_Assigned task_
Each line in the entries below that holds the word "post" belongs in the answer.

_Input data_
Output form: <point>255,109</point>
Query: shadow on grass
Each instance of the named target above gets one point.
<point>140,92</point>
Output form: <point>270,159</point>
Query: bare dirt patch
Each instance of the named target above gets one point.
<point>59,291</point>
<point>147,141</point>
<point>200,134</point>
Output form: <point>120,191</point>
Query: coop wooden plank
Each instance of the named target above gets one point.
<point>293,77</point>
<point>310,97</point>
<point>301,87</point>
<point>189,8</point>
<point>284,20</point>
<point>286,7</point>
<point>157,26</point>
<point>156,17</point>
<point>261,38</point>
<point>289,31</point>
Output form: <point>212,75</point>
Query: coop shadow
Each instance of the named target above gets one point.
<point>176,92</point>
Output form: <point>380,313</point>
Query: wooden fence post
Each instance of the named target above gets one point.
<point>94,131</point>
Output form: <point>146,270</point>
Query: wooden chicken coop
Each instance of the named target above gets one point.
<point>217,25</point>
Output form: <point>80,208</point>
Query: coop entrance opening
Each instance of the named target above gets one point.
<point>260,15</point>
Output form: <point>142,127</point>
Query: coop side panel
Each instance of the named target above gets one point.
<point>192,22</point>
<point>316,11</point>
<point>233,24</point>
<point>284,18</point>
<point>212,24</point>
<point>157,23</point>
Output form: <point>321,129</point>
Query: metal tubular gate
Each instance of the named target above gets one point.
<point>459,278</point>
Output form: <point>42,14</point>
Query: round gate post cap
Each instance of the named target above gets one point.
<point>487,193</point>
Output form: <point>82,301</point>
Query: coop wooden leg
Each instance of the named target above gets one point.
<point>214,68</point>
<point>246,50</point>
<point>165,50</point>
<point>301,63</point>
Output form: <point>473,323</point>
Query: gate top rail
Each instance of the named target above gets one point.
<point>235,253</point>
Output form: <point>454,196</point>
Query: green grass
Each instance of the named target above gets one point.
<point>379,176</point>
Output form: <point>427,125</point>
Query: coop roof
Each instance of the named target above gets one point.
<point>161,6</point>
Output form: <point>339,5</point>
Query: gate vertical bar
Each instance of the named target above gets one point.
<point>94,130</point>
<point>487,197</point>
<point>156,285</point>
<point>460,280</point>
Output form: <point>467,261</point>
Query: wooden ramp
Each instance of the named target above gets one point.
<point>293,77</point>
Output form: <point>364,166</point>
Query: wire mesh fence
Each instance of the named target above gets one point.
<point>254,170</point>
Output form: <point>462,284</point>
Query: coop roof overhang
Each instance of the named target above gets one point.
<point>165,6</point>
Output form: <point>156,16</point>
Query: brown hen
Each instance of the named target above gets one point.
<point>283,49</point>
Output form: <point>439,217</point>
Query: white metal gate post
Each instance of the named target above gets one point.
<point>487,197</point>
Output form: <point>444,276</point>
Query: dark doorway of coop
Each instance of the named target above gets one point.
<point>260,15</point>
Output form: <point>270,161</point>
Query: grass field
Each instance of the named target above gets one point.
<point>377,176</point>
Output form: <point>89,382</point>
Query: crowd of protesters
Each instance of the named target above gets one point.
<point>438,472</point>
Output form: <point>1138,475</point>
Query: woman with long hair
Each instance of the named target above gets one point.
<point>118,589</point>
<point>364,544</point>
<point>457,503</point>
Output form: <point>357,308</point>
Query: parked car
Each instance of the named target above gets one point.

_Expected answer_
Query: wooden fence post
Query: round gate post cap
Query: white metal gate post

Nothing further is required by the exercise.